■ Input data:
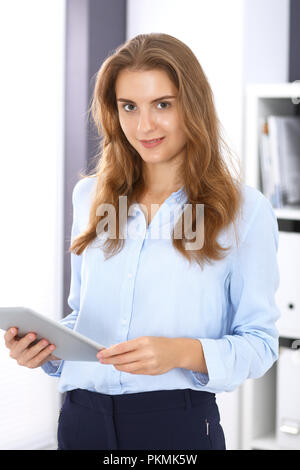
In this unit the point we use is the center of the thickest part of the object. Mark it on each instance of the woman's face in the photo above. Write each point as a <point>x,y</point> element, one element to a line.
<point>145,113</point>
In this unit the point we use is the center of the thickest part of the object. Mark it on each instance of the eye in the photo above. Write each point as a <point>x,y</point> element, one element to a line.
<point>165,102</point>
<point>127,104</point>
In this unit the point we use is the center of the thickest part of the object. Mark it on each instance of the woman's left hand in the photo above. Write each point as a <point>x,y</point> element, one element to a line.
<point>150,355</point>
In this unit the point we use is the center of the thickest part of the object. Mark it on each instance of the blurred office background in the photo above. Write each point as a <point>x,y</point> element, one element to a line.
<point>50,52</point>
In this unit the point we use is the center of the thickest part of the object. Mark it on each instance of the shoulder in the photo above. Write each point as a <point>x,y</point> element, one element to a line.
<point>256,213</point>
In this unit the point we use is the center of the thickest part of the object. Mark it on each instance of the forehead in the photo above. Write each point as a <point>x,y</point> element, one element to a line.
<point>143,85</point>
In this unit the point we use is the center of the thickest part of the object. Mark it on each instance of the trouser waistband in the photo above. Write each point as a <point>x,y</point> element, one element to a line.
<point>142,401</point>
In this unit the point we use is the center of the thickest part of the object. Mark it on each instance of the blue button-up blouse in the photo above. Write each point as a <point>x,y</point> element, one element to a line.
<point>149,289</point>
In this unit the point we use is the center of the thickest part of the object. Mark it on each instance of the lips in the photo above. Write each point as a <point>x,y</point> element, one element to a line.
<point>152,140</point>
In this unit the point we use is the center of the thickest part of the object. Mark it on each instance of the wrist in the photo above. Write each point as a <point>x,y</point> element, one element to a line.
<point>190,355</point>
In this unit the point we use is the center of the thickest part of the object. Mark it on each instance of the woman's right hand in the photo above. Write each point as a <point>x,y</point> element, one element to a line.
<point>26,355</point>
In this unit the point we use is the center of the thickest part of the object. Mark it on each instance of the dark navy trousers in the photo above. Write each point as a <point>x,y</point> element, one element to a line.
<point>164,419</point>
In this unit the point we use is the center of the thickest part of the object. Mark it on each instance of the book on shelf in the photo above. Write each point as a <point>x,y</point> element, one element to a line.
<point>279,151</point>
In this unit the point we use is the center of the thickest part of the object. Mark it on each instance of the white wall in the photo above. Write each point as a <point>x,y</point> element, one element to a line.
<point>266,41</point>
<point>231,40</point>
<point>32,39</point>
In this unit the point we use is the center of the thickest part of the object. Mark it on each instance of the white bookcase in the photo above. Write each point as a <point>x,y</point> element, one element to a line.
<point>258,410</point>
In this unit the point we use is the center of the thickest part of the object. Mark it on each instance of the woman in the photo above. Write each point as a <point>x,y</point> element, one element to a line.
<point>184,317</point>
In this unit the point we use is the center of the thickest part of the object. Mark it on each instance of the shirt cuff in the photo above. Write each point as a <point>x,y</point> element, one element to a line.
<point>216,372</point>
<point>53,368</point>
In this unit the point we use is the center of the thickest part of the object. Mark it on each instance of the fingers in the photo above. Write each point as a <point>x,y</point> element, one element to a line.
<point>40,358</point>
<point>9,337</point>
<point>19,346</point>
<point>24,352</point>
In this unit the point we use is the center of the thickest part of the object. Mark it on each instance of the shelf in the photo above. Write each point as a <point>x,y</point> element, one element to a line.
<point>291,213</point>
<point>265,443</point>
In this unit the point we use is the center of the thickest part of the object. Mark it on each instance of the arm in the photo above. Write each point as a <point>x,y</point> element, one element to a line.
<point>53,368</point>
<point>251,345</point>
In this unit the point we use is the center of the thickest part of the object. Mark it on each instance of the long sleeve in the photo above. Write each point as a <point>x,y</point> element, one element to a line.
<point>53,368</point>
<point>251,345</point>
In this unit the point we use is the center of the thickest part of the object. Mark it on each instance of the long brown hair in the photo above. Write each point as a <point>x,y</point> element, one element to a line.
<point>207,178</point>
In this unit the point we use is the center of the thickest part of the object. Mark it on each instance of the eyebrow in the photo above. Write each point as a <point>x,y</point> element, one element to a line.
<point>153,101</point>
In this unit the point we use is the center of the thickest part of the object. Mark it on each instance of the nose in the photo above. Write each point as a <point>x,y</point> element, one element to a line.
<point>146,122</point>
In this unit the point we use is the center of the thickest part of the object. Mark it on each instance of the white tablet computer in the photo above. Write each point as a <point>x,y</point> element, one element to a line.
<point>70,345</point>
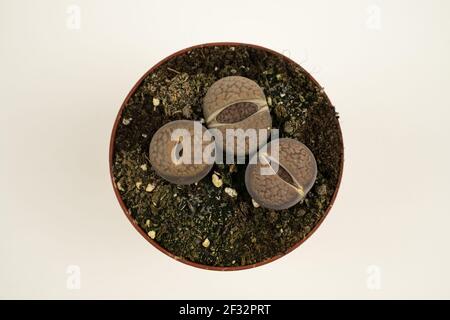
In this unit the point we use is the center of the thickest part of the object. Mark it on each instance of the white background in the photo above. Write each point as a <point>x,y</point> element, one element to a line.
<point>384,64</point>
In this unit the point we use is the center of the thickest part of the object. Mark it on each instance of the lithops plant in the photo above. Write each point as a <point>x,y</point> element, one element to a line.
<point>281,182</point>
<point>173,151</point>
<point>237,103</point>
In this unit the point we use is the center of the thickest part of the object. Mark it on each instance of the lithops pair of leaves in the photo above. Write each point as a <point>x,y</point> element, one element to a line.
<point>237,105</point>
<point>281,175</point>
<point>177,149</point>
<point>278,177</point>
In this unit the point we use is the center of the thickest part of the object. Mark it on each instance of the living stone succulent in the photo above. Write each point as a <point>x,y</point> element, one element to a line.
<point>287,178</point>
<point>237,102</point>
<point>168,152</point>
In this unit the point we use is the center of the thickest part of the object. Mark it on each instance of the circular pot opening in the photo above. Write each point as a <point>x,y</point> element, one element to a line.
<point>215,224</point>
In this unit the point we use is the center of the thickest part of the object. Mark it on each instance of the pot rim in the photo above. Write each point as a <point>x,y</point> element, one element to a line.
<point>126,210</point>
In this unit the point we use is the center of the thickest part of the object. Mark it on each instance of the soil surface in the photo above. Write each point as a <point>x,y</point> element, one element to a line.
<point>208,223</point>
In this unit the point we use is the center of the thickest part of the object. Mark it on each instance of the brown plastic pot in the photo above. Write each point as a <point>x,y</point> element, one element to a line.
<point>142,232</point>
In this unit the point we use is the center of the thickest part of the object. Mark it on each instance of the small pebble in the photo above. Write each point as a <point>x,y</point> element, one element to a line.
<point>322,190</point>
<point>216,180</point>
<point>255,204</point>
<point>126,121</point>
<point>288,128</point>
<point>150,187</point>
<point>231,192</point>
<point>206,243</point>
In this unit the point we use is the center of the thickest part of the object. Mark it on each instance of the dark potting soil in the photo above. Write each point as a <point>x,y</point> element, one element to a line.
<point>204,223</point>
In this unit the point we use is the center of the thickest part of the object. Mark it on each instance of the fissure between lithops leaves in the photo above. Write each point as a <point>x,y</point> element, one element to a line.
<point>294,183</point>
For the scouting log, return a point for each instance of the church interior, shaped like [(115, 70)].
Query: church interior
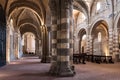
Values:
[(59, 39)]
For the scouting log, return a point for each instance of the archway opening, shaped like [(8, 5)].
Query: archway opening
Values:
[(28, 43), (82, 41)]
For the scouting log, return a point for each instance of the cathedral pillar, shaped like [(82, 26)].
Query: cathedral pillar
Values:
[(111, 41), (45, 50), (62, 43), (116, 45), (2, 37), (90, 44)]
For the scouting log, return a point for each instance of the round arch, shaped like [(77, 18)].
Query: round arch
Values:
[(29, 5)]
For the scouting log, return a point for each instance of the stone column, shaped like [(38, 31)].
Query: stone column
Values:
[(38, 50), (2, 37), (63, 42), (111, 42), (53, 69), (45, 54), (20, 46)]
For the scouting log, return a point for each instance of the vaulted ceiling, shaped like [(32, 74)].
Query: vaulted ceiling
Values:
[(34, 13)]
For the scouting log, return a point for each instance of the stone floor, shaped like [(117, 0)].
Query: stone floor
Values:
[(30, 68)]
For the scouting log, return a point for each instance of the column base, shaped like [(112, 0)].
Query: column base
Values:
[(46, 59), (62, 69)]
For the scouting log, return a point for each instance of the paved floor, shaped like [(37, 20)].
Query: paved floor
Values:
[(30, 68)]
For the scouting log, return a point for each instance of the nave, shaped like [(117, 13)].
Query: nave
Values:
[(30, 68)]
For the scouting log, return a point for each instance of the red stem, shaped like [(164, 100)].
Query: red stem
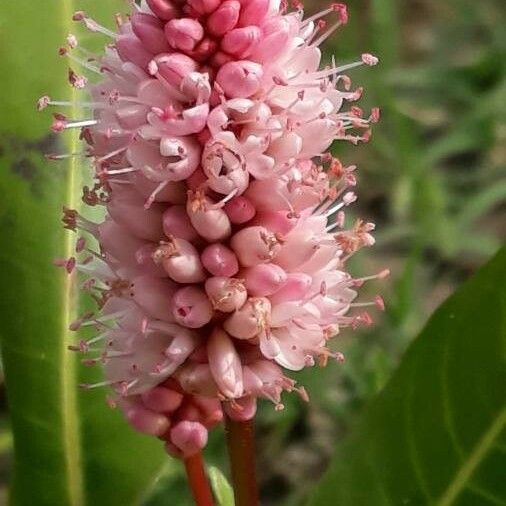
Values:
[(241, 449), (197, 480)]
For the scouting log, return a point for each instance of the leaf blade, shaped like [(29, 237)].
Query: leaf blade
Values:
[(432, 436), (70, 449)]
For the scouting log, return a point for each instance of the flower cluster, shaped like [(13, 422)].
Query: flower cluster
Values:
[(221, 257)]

■ Exercise brief: Every line above with the string "interior" in it needs to be copied.

■ Response for this exercise:
For the scouting log, return a point for each instance of the church interior, shaped like [(115, 70)].
Query: church interior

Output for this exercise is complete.